──────── Data ────────

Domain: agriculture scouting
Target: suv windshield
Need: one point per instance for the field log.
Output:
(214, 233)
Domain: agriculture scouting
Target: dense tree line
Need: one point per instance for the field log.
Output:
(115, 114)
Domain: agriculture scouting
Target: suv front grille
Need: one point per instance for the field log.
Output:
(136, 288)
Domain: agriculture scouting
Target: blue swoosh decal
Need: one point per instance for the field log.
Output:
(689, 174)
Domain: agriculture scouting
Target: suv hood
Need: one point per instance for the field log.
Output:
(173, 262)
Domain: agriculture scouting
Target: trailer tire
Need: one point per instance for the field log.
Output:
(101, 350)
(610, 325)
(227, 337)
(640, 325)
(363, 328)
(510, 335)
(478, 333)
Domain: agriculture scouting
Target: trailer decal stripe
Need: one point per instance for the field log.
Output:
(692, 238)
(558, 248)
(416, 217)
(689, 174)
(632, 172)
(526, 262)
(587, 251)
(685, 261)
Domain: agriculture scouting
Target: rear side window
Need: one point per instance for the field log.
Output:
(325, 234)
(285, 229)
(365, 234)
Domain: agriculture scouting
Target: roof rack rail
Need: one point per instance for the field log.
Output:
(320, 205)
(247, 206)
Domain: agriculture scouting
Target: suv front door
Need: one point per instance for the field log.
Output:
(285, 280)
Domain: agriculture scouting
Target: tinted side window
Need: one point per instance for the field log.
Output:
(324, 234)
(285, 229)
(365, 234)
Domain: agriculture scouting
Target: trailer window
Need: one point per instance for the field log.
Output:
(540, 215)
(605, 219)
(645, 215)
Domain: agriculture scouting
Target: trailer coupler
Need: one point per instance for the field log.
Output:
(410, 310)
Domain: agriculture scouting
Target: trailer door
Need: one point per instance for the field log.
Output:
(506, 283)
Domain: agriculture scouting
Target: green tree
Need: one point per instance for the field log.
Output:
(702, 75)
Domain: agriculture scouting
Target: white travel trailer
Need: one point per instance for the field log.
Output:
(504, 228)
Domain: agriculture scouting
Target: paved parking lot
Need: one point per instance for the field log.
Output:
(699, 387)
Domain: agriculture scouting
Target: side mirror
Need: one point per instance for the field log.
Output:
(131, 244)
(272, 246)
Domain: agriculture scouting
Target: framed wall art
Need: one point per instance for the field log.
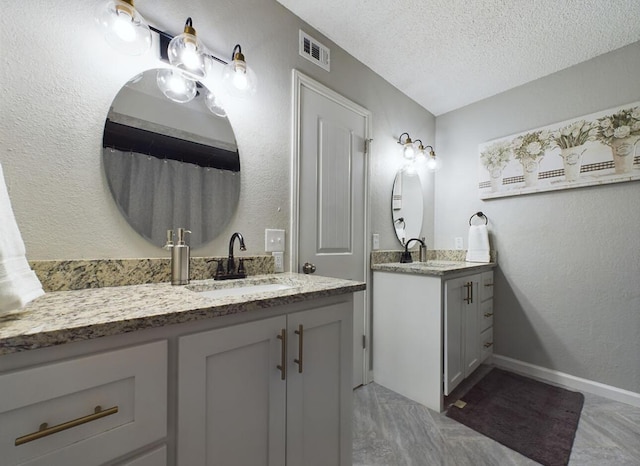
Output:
(600, 148)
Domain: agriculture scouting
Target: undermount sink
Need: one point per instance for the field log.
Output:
(241, 287)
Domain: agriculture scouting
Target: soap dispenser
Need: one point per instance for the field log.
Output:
(180, 260)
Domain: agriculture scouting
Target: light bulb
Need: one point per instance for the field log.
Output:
(175, 86)
(433, 162)
(239, 78)
(409, 152)
(188, 54)
(123, 27)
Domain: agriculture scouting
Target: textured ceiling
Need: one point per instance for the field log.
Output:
(446, 54)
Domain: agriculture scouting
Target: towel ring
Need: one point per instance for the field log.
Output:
(481, 215)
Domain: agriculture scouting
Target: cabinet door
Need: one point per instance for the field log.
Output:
(462, 346)
(231, 396)
(486, 285)
(471, 326)
(319, 389)
(455, 292)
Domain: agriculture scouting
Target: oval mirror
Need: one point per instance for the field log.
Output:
(407, 205)
(170, 164)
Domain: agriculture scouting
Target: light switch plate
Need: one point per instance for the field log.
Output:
(278, 262)
(376, 242)
(273, 240)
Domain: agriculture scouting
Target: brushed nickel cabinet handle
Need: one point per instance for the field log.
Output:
(468, 286)
(45, 430)
(300, 333)
(283, 356)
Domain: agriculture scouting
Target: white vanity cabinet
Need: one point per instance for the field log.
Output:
(274, 392)
(461, 330)
(85, 410)
(430, 332)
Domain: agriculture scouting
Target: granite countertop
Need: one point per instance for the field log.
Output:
(67, 316)
(434, 267)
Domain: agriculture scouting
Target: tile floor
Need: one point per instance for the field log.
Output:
(390, 430)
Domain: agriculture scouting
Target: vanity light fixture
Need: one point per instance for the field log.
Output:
(408, 151)
(128, 32)
(434, 163)
(123, 27)
(237, 76)
(187, 53)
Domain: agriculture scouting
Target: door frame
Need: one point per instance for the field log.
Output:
(300, 80)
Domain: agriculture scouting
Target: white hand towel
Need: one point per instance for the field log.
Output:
(18, 284)
(478, 244)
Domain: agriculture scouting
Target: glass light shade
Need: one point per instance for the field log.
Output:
(188, 54)
(175, 86)
(408, 151)
(239, 78)
(421, 155)
(123, 27)
(214, 105)
(433, 163)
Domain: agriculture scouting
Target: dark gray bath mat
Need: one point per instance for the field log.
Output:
(533, 418)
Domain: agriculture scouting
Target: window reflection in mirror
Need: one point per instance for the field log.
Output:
(169, 164)
(407, 205)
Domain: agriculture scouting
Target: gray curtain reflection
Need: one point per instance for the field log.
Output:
(156, 195)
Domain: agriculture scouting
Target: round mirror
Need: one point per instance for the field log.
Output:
(407, 205)
(171, 165)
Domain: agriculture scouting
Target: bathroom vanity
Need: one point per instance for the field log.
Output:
(208, 373)
(432, 326)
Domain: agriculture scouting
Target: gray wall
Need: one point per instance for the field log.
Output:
(568, 281)
(60, 77)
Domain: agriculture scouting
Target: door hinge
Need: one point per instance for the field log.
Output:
(367, 146)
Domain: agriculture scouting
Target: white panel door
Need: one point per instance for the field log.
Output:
(332, 197)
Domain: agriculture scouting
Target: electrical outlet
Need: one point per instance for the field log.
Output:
(278, 262)
(273, 240)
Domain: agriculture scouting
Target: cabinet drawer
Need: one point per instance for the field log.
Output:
(485, 318)
(157, 457)
(486, 344)
(96, 407)
(486, 285)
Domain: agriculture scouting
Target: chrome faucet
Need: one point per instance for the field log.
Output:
(405, 258)
(231, 265)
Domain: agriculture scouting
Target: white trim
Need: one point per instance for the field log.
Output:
(567, 380)
(300, 80)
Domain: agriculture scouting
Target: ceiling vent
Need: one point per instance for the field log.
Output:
(314, 51)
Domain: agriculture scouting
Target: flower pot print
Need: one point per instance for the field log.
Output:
(572, 160)
(623, 153)
(530, 172)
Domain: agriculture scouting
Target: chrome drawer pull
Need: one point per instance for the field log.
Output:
(283, 355)
(300, 333)
(45, 430)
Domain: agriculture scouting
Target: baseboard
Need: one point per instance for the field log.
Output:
(566, 380)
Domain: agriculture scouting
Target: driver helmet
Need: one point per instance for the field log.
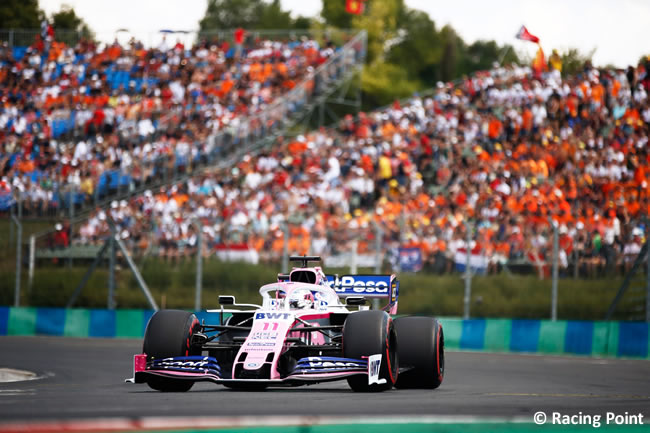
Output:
(301, 299)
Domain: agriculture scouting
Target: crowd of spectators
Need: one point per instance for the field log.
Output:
(86, 120)
(505, 150)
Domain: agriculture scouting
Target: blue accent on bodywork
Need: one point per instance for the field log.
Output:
(190, 364)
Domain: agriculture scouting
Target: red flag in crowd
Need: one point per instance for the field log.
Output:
(539, 64)
(525, 35)
(239, 36)
(354, 6)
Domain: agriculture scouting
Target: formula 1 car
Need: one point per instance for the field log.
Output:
(301, 334)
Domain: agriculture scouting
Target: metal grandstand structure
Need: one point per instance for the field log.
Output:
(306, 106)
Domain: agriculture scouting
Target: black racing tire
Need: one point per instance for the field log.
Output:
(368, 333)
(168, 334)
(421, 352)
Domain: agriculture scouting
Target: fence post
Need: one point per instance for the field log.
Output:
(110, 303)
(555, 271)
(378, 239)
(285, 248)
(378, 259)
(199, 266)
(468, 273)
(19, 241)
(32, 259)
(647, 282)
(353, 255)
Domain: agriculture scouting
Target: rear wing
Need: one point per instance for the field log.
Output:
(369, 286)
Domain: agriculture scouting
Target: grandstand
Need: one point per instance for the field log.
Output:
(506, 148)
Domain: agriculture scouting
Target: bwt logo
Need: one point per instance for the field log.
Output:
(359, 285)
(275, 316)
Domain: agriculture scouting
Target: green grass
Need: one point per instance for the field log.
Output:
(173, 285)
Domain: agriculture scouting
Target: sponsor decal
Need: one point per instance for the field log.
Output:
(317, 362)
(274, 316)
(374, 364)
(262, 335)
(361, 284)
(170, 362)
(260, 344)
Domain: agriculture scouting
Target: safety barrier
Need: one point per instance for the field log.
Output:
(562, 337)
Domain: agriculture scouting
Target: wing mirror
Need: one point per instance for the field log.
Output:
(226, 300)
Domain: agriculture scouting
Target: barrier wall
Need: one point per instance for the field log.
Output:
(563, 337)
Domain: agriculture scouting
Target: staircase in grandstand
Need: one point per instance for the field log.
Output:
(326, 84)
(632, 301)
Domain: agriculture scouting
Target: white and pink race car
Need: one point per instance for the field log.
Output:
(301, 334)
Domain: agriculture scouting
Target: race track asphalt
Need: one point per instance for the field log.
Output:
(84, 378)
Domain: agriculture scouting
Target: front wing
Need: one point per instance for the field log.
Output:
(207, 369)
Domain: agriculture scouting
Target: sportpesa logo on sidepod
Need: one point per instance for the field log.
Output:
(360, 284)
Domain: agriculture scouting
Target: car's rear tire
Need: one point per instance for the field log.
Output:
(367, 333)
(422, 348)
(168, 334)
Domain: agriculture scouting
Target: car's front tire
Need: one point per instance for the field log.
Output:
(421, 351)
(168, 334)
(367, 333)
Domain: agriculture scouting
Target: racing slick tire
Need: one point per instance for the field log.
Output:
(368, 333)
(168, 334)
(422, 349)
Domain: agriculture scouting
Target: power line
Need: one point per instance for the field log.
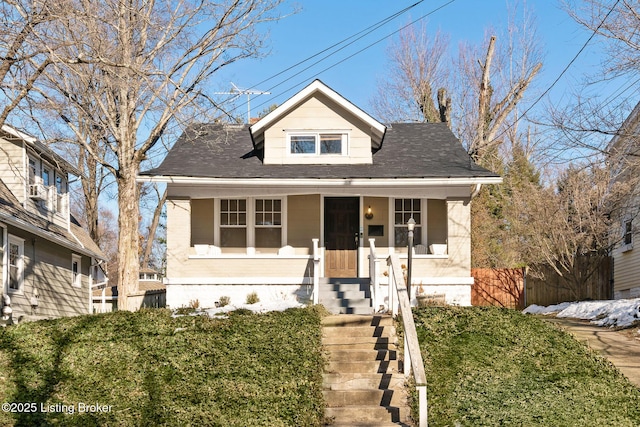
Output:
(584, 46)
(347, 57)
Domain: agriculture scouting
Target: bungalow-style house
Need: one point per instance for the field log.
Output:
(625, 149)
(315, 191)
(48, 263)
(151, 293)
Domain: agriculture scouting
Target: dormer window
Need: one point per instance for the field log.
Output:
(318, 143)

────────

Your goal: For the material above, state the number of lines that include the word "race". Leave out everything else.

Answer space: 2